§ **Action item**: Copy out all the entries below, word for word.

Data extracted from a collection:

○ ○ ○ ○ ○

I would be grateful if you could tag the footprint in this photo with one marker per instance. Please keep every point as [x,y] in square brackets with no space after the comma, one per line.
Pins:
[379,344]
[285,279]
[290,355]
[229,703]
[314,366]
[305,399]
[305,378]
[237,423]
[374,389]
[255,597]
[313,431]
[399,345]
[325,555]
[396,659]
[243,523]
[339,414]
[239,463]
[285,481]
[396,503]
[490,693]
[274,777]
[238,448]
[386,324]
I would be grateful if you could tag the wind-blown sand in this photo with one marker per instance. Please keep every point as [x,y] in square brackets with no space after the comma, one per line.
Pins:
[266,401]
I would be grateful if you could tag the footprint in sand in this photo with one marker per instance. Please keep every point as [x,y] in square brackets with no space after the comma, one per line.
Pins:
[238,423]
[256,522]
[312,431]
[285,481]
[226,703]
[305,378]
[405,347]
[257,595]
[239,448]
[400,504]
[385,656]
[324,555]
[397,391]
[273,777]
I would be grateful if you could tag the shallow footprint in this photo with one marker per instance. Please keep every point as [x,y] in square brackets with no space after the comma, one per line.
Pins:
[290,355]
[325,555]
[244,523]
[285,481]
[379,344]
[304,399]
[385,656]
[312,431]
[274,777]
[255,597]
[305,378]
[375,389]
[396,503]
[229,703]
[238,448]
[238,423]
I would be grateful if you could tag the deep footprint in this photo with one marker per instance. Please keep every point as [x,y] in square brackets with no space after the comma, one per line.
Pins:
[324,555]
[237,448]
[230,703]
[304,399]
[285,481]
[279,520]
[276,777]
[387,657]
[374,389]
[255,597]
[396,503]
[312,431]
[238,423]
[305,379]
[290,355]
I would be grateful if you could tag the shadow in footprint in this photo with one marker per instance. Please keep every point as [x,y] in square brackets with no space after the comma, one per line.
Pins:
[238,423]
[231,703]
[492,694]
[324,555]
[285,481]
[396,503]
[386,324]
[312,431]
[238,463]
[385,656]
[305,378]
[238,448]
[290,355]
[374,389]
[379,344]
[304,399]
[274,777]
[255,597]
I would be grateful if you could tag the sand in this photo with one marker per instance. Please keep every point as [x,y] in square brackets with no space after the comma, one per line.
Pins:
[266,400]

○ ○ ○ ○ ○

§ **Written response**:
I would be grateful if you could tag the footprint in this photo with one marker per instance. Please keep every point as [x,y] in square brackets with no space after the comma, one per line.
Pins:
[379,344]
[285,279]
[290,355]
[229,703]
[314,366]
[305,399]
[305,378]
[237,423]
[374,389]
[255,597]
[313,431]
[399,345]
[325,555]
[396,659]
[243,523]
[339,414]
[239,463]
[285,481]
[396,503]
[490,693]
[274,777]
[238,448]
[386,324]
I would be grateful if you could tag the wind-blown sand in this photo with one marker per instance. Please keep every point as [x,y] in square brackets with no space after the comma, one per line.
Pins:
[266,401]
I would be grateful if you could tag the footprint in sand in this photo with one marker per instance. Please keep every point as [x,y] in square brackets with no space after the comma, one per line.
Pins:
[238,423]
[256,522]
[312,431]
[285,481]
[226,703]
[305,378]
[405,347]
[257,595]
[239,448]
[400,504]
[385,656]
[324,555]
[397,391]
[273,777]
I would be grateful if you could tag the shallow footprint in this photo with one marker per instance. Please keep every point as [x,y] in square brackets with no space after the comma, one per line.
Pins:
[290,355]
[325,555]
[244,523]
[285,481]
[379,344]
[304,399]
[385,656]
[312,431]
[274,777]
[255,597]
[305,378]
[375,389]
[396,503]
[229,703]
[238,448]
[238,423]
I would be grateful if you could tag the deep footprint in this photo with one marker per instance. Please keep every point as [x,y] in square brackets with no space after the comma, one per line.
Pins:
[324,555]
[237,448]
[230,703]
[304,399]
[285,481]
[279,520]
[276,777]
[387,657]
[374,389]
[255,597]
[396,503]
[312,431]
[238,423]
[305,379]
[290,355]
I would be grateful if you could tag the shadow in footprint in this photo with one marker per instance. Please keep every point as [x,y] in square brackets with no space after the comma, one per line.
Pins:
[238,423]
[231,703]
[492,694]
[324,555]
[285,481]
[396,503]
[386,324]
[312,431]
[238,463]
[385,656]
[305,378]
[238,448]
[290,355]
[374,389]
[379,344]
[304,399]
[274,777]
[255,597]
I would be grateful if you could tag the sand in this photo with one marker per instance. Please keep every point as [x,y] in square brackets with no space after the comma, one per line.
Pins:
[266,400]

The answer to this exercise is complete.